Swap "curly dark hair" for "wavy brown hair" in the lines from the start of the records through the line containing "332 170 L 328", and give back only those lines with everything else left as it is.

Dataset records >>

══════

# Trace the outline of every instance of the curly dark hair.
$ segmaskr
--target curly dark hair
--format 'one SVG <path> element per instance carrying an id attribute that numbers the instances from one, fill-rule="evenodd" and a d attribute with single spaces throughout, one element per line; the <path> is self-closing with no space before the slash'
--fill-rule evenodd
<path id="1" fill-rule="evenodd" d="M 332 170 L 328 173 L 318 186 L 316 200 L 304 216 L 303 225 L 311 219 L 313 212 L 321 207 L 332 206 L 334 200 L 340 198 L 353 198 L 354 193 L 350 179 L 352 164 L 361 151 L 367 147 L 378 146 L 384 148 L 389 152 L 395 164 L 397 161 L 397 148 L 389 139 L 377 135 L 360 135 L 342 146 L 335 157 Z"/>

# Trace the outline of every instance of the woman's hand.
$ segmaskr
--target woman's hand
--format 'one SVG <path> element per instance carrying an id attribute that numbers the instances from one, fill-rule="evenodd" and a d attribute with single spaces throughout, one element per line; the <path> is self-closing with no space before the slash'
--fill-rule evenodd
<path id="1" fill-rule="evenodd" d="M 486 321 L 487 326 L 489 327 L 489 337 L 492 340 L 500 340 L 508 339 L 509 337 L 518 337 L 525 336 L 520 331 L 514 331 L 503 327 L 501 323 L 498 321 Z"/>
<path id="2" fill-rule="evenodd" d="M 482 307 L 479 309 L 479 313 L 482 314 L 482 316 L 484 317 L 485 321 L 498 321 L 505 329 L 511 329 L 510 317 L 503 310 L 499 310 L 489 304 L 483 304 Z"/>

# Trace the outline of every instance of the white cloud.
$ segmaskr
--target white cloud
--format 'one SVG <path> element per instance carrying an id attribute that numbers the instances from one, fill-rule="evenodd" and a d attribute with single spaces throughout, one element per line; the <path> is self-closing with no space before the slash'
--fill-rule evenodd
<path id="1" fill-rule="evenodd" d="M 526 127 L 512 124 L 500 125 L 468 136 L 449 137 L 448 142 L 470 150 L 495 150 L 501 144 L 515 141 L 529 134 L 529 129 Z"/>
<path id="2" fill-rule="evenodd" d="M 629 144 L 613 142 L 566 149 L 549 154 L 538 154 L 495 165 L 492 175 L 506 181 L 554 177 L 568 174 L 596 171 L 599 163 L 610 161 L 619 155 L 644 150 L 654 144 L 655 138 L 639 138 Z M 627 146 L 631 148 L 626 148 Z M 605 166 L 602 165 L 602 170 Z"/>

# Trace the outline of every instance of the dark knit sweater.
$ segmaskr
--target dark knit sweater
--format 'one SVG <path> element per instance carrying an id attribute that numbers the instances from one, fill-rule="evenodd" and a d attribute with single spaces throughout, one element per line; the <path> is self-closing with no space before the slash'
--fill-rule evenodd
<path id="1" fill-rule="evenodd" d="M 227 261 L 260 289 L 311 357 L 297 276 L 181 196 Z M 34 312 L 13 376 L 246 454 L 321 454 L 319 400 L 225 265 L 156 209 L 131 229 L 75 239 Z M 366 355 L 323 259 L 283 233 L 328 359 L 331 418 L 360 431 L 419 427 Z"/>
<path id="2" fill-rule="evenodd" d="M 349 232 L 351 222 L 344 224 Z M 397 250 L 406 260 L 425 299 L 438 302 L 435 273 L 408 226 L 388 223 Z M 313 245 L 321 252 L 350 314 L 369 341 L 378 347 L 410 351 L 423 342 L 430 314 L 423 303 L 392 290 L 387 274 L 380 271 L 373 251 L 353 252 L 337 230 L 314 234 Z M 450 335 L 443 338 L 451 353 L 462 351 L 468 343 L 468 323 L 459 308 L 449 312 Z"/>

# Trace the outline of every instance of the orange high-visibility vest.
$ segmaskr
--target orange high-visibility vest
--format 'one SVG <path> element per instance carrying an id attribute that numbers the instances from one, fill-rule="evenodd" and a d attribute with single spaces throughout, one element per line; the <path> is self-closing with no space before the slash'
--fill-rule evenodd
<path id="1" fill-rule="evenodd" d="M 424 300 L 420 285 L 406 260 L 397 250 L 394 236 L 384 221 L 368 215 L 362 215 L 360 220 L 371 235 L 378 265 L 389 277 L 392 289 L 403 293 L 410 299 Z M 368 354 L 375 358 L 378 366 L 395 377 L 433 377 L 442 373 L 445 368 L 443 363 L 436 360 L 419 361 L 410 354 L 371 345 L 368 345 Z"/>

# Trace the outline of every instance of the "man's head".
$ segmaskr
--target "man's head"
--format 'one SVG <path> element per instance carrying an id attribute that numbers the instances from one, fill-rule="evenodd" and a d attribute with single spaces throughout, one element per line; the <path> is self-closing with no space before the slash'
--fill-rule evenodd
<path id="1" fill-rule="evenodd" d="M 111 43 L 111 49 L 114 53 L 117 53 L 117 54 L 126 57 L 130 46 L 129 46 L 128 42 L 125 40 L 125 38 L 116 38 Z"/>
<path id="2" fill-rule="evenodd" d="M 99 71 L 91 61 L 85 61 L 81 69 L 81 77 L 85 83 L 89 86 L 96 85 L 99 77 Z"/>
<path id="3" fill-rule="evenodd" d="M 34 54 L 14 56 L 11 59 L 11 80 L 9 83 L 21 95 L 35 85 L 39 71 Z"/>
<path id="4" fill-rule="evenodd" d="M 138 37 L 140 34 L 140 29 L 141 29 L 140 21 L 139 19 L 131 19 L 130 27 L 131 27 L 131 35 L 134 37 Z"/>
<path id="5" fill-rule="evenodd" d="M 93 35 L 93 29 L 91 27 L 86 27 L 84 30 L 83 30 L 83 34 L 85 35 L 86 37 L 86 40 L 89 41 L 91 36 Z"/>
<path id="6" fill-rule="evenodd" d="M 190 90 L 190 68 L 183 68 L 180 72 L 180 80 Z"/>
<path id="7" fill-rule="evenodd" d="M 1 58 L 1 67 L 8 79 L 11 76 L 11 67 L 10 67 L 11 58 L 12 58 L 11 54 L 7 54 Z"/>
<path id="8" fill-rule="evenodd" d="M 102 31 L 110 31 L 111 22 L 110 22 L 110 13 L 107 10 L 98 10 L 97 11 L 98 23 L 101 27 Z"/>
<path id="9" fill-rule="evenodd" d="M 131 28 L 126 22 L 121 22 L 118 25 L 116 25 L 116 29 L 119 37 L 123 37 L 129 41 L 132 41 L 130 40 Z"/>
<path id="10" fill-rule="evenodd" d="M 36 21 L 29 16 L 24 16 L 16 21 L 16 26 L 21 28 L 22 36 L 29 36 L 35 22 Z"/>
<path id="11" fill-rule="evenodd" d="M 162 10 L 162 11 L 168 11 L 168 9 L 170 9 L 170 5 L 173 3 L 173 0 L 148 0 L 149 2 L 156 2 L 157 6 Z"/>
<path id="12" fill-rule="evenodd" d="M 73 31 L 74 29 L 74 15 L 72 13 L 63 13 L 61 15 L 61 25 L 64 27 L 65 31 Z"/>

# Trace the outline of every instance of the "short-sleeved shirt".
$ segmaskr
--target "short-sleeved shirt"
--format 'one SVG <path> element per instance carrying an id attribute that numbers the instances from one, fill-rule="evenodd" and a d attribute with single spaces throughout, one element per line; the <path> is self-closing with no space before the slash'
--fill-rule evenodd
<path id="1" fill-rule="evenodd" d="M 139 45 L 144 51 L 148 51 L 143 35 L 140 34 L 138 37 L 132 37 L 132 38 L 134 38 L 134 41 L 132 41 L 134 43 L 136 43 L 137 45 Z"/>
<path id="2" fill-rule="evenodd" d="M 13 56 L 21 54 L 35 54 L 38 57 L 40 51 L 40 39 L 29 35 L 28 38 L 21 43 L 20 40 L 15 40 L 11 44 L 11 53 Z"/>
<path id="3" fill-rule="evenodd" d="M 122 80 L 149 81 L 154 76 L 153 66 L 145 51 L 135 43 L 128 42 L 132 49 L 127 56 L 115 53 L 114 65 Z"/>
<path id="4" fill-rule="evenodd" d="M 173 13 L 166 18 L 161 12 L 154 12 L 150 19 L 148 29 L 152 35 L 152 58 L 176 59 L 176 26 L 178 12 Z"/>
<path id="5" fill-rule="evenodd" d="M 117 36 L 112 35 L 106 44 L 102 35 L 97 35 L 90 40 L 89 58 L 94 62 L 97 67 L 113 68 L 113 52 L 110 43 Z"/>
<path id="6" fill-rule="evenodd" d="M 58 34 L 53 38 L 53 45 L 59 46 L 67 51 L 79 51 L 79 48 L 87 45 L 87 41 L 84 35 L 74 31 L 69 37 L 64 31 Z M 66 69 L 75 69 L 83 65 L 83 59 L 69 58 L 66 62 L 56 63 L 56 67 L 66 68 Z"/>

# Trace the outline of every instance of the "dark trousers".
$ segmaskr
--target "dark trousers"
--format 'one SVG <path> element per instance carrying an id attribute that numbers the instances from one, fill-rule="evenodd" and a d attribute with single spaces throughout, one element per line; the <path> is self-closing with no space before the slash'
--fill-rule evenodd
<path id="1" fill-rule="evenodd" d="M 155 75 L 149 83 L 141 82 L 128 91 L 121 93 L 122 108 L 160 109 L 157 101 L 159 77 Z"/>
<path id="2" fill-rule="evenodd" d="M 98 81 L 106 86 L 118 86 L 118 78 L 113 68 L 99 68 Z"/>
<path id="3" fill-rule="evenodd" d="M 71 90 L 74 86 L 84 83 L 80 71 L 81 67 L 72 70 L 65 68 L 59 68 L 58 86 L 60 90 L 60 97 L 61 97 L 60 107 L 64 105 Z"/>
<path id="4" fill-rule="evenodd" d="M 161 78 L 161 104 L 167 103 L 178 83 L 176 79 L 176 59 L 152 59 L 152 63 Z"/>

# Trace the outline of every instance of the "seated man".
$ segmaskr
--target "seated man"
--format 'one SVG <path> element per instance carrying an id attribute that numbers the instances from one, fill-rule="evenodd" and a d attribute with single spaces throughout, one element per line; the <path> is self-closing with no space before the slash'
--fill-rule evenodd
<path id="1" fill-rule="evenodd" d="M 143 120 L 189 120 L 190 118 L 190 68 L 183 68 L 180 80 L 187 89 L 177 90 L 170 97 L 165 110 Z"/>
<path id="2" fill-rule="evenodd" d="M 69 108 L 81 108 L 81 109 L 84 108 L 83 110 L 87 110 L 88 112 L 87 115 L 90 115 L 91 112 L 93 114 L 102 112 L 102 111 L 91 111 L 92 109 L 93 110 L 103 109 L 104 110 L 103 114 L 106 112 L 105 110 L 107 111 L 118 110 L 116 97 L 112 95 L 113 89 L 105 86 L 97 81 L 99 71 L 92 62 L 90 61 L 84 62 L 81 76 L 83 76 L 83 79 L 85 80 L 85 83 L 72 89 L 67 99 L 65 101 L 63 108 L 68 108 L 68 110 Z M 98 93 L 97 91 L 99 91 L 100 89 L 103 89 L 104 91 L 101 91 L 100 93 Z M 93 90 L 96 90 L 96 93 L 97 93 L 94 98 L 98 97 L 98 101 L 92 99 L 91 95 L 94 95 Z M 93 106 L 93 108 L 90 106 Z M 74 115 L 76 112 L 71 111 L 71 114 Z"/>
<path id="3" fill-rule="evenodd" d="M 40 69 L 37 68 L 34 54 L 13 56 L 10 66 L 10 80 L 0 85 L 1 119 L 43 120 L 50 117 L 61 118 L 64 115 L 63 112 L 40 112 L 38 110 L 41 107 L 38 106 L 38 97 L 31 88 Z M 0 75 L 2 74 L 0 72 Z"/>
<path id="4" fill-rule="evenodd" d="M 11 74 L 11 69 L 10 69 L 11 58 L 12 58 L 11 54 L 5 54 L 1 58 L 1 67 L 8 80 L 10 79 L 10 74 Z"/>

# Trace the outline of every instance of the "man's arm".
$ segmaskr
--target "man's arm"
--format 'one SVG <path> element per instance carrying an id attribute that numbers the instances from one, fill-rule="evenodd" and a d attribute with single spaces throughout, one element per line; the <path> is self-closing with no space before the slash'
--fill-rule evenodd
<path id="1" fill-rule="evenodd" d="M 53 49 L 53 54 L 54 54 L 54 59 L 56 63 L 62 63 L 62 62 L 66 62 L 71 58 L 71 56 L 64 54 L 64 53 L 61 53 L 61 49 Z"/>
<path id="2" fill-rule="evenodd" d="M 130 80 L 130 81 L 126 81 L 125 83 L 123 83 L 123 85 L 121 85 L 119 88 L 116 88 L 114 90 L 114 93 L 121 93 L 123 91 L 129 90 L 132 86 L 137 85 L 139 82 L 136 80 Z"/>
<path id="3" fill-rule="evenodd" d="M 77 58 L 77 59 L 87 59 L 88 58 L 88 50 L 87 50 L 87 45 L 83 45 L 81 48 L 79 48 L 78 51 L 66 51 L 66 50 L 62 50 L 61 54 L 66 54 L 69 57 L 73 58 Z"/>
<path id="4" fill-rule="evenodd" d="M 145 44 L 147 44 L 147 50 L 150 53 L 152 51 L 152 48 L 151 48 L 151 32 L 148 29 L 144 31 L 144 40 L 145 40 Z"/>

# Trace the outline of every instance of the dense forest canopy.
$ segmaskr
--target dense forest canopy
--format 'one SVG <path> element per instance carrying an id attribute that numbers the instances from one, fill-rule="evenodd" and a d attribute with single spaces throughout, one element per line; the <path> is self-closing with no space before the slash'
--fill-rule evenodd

══════

Solution to the exercise >>
# Trace the outline of every instance of the wavy brown hair.
$ segmaskr
--target wavy brown hair
--format 'one SVG <path> element per instance carrying an id attribute that numbers the instances from one, fill-rule="evenodd" and a d attribute with single spaces throughout, one element per line; the <path> is self-closing with no space before the slash'
--fill-rule evenodd
<path id="1" fill-rule="evenodd" d="M 332 170 L 328 173 L 318 186 L 316 200 L 304 216 L 303 225 L 311 219 L 313 212 L 321 207 L 332 206 L 334 200 L 340 198 L 353 198 L 354 193 L 350 179 L 352 164 L 361 151 L 367 147 L 378 146 L 384 148 L 389 152 L 395 164 L 397 161 L 397 148 L 389 139 L 377 135 L 360 135 L 342 146 L 335 157 Z"/>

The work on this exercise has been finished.